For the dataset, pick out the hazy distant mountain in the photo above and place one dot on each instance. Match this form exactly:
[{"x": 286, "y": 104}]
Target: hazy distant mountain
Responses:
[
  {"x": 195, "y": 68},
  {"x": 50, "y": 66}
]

-.-.-

■ **TO DO**
Please lay out each line of the material above as a numbered list, leaving out any blank lines.

■ **SOLUTION TO THIS TASK**
1. For the dataset, pick out the hazy distant mountain in the photo above and place one dot on each instance. Match this form exactly:
2. [{"x": 286, "y": 104}]
3. Target: hazy distant mountain
4. Responses:
5. [
6.   {"x": 195, "y": 68},
7.   {"x": 50, "y": 66}
8. ]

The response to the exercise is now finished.